**What to do:**
1: Answer these from the Exit 111 article:
(a) How many years has Bazir Multani owned the station?
(b) Who is the DOT project manager for Region 9?
(c) What percentage of the station's business does Multani say comes from the highway?
2: Change "customers" to "shoppers" in the Exit 111 article, starting at the words "Behind Lake Louise" and stopping after "month in gas.".
-- Given passage start --
CARS AND TRUCKS line up at Billy's Stop & Convenience Store off Route 17’s Exit 111 near Wolf Lake. The store sits right on the highway, and its owner fears for his future if the exit closes.

DOT Hears Residents’
Issues With Future I-86 Changeover

By Nathan Mayberg
WOLF LAKE — June 25, 2004 – Billy’s Stop & Convenience Store, one of the busier gas stations in the county, could be out of business if a proposal by state Department of Transportation engineers goes through, according to its owner.
The proposal is part of an ongoing effort to turn Route 17 into Interstate 86, which requires the highway to meet federal standards. DOT engineers call Wolf Lake’s Exit 111, next to which Billy’s is located, “deficient.”
The exit has a lane that diverges from the highway for about 250 feet before it turns into a short ramp and meets Lake Louise Marie Road. A stop sign is at the intersection of Lake Louise Marie Road, the gas station and the traffic which comes off the highway.
Bazir Multani, who has owned the station for nine years, said he supported the proposed changes two years ago, which would have pushed his building further off the highway and smoothed out the turnoff from the highway. He would have given the state part of his property as a right of way.
The initial proposal would have also created a bridge behind his property and across the highway to create a Wolf Lake exit going westbound onto the highway. He even had 600 signatures in support of the measure.
Peter Larson, DOT project manager for Region 9, and John Pioch, an official with DOT, both claimed that public opposition had stifled the plan. They said property owners who lived close to the highway objected.
But Multani disagreed.
“Nobody lives here,” he said.
Behind Lake Louise Marie Road lies the neighborhood where Multani lives. He and his neighbors all supported the project back then, he claimed. Now, he has another 600 signatures in support of the old proposal, keeping Exit 111 open.
Without it, Multani said he would be forced to close. He estimates he receives 900-1,100 customers a day, selling over 125,000 gallons a month in gas.
As cars lined up at the gas station earlier this week, Multani said 85 percent of that business comes from the highway.
“If they close [the exit], I will close right away. It makes no sense to stay here.”
-- Given passage end --
-- Raw data start --
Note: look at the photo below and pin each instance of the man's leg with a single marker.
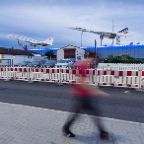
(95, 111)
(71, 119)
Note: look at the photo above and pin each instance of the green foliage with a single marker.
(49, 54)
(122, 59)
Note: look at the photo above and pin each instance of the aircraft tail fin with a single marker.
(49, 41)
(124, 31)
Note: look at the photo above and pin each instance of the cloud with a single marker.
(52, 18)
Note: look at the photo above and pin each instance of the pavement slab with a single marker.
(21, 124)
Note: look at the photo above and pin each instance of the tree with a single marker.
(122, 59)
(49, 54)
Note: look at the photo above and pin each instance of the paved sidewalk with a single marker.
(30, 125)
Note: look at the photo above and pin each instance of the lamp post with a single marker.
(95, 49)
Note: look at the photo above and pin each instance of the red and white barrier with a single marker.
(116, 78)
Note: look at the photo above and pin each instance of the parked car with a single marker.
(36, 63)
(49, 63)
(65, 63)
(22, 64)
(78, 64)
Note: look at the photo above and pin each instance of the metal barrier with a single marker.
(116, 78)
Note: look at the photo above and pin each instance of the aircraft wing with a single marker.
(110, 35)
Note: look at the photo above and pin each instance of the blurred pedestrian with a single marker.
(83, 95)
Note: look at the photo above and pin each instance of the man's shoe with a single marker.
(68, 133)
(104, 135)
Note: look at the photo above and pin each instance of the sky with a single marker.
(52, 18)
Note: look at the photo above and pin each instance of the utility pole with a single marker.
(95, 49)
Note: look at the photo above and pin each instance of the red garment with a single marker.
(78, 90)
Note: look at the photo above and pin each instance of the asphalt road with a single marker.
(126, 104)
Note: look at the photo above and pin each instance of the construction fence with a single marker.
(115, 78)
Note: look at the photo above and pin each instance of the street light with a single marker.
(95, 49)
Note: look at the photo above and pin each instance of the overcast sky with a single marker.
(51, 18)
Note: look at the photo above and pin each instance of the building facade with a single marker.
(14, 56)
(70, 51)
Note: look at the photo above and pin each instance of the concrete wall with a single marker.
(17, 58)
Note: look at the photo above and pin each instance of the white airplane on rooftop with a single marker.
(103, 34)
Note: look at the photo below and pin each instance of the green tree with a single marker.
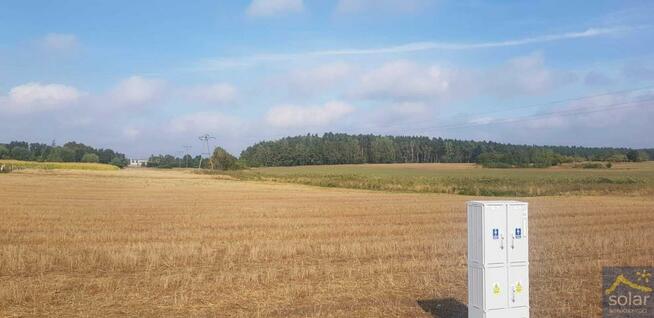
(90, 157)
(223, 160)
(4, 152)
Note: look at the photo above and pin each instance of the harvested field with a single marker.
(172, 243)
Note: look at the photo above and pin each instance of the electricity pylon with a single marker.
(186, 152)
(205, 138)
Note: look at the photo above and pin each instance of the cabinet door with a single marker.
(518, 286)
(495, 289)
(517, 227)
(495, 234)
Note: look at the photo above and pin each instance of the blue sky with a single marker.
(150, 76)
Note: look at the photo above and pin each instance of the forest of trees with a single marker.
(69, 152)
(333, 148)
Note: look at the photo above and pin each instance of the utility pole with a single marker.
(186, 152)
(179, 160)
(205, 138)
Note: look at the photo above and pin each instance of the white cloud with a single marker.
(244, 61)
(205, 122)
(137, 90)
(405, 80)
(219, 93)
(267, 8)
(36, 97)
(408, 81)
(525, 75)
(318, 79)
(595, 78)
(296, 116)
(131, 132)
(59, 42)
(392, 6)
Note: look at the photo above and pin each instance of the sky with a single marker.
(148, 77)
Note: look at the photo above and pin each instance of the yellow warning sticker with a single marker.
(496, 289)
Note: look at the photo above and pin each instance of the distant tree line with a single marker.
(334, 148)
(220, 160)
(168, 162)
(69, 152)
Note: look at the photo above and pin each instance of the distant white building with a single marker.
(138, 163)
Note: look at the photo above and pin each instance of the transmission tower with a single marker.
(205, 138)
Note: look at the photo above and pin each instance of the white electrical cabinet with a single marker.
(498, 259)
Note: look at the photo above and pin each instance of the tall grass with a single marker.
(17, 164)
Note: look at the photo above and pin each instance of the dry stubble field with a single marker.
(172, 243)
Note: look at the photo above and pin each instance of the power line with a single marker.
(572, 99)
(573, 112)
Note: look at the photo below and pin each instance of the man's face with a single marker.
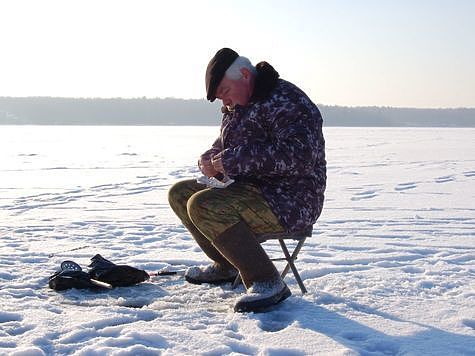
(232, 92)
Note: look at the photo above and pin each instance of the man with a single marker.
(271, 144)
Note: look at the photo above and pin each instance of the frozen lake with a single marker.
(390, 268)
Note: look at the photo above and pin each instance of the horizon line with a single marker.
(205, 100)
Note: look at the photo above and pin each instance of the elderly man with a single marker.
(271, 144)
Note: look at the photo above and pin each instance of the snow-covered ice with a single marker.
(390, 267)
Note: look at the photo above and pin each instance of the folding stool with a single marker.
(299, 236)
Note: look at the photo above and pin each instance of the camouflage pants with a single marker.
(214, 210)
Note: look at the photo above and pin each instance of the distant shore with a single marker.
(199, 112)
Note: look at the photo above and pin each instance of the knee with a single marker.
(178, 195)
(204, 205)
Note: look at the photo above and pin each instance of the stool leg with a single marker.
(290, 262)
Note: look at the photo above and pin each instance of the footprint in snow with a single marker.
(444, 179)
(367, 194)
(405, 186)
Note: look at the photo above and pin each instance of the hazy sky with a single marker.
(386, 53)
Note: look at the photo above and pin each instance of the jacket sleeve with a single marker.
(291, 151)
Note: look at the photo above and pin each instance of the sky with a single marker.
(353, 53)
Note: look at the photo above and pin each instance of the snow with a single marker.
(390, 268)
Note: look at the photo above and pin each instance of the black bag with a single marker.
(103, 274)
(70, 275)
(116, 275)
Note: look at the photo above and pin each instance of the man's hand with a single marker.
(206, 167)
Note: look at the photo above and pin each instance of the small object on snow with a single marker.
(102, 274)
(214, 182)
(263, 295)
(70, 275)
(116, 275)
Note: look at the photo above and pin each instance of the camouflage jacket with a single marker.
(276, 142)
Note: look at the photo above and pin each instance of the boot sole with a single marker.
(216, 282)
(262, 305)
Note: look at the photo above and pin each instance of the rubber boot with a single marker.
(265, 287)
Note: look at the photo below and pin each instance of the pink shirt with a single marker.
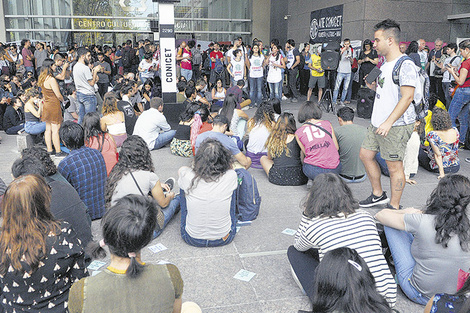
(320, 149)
-- Raw data end --
**Response list:**
1:
(a) Nine years
(b) Peter Larson
(c) 85 percent

2:
Behind Lake Louise Marie Road lies the neighborhood where Multani lives. He and his neighbors all supported the project back then, he claimed. Now, he has another 600 signatures in support of the old proposal, keeping Exit 111 open.
Without it, Multani said he would be forced to close. He estimates he receives 900-1,100 shoppers a day, selling over 125,000 gallons a month in gas.